Aim of the exercise
From the records below, output exactly the lines running from the line containing "compact shape [733,470]." through the line containing "compact shape [259,51].", and no others.

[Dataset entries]
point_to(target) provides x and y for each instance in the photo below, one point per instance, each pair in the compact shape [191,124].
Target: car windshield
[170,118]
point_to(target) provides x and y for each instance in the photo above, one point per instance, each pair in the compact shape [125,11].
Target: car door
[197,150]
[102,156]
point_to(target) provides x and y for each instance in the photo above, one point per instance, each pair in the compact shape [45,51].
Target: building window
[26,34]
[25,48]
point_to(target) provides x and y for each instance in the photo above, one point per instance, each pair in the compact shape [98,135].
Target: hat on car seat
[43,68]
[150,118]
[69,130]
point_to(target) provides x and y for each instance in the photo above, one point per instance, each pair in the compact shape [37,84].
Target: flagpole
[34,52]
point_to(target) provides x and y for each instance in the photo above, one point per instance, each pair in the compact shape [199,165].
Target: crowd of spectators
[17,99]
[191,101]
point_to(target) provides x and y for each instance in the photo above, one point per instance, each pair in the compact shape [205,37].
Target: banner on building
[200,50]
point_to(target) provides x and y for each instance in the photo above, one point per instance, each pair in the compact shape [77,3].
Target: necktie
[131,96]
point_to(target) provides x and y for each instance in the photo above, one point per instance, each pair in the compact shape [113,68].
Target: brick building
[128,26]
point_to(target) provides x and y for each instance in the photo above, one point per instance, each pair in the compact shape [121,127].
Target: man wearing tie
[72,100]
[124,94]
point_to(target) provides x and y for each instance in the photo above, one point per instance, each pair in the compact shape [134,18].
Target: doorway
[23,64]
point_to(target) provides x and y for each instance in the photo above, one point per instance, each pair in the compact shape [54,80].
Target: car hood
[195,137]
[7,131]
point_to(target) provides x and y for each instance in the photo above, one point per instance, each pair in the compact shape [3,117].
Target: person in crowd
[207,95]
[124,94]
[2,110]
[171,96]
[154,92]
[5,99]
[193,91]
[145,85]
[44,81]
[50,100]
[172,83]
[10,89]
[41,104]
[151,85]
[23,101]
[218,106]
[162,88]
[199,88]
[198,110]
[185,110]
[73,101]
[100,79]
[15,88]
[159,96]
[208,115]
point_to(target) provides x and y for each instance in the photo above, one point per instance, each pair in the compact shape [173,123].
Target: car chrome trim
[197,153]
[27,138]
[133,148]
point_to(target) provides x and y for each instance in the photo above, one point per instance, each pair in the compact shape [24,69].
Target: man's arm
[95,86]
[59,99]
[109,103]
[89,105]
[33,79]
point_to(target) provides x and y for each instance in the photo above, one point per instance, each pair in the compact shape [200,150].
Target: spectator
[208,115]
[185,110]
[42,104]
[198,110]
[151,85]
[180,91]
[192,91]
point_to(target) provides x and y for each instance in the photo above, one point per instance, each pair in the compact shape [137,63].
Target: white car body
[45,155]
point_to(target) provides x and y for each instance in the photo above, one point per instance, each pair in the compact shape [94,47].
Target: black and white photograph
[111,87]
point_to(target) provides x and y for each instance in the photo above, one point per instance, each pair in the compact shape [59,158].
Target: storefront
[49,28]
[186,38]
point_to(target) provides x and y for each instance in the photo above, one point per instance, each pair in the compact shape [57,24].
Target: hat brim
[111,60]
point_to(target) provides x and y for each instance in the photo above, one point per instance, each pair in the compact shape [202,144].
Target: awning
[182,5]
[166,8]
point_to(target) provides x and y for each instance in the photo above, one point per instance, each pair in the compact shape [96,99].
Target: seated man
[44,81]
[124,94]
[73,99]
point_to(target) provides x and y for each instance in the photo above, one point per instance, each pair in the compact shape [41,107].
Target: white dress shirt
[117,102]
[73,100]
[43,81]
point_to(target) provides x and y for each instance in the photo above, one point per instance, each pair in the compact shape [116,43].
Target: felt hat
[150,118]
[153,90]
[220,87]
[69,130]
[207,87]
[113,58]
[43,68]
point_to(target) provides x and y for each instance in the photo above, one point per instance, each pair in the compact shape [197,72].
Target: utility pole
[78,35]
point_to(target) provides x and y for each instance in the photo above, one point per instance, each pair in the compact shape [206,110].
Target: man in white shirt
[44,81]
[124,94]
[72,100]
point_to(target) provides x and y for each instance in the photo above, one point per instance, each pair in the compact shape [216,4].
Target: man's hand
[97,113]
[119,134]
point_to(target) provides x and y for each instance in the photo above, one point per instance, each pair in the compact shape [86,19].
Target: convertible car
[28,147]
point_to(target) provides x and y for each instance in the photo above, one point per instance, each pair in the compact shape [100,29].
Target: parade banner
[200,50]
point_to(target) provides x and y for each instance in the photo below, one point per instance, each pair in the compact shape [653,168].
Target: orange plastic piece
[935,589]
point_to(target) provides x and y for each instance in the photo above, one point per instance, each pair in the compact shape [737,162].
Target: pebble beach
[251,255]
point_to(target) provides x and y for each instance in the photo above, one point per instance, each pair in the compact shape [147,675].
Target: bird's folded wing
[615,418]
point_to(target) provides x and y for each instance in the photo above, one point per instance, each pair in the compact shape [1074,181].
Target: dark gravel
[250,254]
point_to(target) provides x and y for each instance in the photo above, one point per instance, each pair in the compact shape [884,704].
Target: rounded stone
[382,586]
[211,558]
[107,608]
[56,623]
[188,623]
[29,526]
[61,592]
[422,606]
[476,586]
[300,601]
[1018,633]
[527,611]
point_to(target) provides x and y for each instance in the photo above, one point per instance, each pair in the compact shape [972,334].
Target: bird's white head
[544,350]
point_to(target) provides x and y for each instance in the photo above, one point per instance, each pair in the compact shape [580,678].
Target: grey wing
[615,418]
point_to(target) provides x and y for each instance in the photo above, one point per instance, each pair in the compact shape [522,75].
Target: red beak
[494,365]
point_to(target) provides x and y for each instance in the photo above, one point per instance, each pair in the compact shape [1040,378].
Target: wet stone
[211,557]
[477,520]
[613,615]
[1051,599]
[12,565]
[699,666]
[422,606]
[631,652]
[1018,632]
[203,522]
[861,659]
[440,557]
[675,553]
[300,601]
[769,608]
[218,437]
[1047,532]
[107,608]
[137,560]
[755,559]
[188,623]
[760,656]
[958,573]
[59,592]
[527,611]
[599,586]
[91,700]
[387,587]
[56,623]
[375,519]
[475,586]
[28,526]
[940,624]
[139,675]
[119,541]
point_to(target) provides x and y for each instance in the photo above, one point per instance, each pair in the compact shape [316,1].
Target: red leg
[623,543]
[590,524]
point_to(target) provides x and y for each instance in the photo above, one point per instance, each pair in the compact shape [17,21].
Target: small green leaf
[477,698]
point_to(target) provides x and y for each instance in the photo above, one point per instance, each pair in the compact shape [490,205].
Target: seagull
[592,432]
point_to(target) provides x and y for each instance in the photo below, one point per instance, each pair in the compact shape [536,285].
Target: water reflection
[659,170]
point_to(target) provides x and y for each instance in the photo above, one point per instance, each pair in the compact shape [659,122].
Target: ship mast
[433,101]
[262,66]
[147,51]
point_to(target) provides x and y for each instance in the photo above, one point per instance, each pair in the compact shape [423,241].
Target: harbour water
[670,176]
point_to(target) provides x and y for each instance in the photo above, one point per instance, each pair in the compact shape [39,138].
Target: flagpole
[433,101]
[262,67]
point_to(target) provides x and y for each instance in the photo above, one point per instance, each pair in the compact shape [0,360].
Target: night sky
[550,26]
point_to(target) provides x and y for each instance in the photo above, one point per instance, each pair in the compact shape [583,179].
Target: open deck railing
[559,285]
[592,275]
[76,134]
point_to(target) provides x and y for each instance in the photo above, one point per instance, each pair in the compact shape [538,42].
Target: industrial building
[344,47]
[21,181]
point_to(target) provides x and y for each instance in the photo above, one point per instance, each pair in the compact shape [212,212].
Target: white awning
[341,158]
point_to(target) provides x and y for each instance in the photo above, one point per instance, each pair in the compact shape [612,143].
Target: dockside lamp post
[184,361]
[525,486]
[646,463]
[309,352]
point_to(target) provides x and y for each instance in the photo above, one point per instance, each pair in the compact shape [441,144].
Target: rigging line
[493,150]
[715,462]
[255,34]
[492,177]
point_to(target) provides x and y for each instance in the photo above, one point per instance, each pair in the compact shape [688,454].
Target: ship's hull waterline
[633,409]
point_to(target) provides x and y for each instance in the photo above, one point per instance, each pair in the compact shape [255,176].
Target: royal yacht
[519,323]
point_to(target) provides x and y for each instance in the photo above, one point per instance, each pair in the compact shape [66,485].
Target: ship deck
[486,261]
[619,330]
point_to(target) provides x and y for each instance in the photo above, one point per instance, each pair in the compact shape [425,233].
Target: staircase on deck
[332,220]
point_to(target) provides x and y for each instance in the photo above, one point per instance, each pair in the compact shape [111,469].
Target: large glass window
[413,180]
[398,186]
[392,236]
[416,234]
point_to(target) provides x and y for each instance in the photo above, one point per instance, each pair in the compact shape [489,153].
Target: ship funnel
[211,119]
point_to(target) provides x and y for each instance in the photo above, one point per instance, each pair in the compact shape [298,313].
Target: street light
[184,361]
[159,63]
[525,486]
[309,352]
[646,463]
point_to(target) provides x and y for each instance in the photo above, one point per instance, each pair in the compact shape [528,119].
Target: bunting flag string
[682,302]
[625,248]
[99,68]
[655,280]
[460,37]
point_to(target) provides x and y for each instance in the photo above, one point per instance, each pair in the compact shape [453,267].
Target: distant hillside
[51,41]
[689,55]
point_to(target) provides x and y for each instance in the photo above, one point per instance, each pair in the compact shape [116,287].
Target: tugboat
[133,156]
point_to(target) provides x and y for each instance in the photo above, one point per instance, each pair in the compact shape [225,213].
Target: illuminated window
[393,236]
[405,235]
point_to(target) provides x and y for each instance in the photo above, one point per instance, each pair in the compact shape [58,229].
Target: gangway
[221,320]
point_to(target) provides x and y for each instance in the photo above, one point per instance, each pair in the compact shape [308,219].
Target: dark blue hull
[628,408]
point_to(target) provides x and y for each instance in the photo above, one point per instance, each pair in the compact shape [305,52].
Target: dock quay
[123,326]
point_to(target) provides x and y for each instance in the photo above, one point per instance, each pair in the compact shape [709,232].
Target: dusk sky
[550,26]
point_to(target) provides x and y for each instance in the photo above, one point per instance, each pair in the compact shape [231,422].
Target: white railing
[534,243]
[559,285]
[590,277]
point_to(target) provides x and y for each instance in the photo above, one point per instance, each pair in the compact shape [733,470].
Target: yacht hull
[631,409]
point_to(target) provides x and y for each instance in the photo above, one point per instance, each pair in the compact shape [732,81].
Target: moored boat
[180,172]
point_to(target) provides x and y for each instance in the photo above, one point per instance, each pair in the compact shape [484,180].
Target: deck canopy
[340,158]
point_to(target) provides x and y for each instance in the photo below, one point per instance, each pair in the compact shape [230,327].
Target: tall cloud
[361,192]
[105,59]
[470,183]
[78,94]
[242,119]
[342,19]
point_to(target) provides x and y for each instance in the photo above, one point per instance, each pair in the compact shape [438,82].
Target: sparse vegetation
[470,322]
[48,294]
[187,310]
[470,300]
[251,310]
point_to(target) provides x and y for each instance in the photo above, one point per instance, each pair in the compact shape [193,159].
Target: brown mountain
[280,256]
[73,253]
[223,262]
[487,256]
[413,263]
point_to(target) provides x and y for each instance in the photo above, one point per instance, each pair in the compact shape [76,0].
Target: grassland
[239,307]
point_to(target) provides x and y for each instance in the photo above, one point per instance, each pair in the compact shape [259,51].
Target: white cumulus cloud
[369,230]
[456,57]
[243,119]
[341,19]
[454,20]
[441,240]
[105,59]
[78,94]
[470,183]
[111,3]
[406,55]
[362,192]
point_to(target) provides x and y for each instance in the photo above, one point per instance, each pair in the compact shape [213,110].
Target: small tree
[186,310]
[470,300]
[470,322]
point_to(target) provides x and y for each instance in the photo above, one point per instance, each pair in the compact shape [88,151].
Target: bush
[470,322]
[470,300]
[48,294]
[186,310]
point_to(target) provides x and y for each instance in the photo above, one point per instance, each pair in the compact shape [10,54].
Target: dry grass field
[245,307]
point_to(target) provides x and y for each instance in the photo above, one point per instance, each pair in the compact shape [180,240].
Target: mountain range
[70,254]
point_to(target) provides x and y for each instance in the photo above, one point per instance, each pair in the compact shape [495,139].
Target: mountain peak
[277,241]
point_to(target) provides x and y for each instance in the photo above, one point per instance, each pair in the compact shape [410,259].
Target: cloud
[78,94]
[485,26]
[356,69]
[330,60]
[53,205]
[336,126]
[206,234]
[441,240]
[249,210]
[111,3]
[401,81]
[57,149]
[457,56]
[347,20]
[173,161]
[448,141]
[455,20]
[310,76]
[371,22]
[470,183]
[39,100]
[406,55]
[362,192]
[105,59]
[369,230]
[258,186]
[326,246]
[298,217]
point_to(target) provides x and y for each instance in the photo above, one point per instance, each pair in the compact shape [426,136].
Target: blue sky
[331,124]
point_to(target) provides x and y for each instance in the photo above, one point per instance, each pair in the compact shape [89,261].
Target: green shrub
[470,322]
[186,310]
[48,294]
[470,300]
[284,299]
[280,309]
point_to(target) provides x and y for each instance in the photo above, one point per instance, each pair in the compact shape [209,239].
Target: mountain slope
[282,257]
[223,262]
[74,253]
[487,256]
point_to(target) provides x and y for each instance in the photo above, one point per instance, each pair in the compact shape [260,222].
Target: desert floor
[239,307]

Answer box
point_to(target) provides x and y for each instance in the photo above, one point per instance, each pair in the compact shape [733,470].
Target: yacht hull
[631,409]
point_to(target) provides x and y for each instance in the photo above, one point per instance, each pair in the compact shape [732,81].
Target: moored boat
[180,172]
point_to(target) provides x and y for each instance in the photo above, one point per instance, each pair in the compact shape [484,180].
Target: deck canopy
[340,158]
point_to(target) provides x and y for each instance in the photo below, one point per instance, each pair in the compact shape [230,327].
Target: tall cloud
[361,192]
[105,59]
[470,183]
[78,94]
[242,119]
[342,19]
point_to(target) provides x and y for each instance in the photo above, one point per instance, each pair in the compact shape [438,82].
Target: sparse vegetation
[470,322]
[48,294]
[187,310]
[470,300]
[251,310]
point_to(target) provides x and y for each instance in the photo above, one point per instance, each pair in the compact shape [193,159].
Target: brown mountain
[280,256]
[73,253]
[223,262]
[487,256]
[413,263]
point_to(target) provides x and y for each instance in the photo above, one point per instance, each pair in the compact shape [76,0].
Target: grassland
[239,307]
point_to(target) provides x and y for each instance in the photo above, one point per instance, each pair in the compact shape [259,51].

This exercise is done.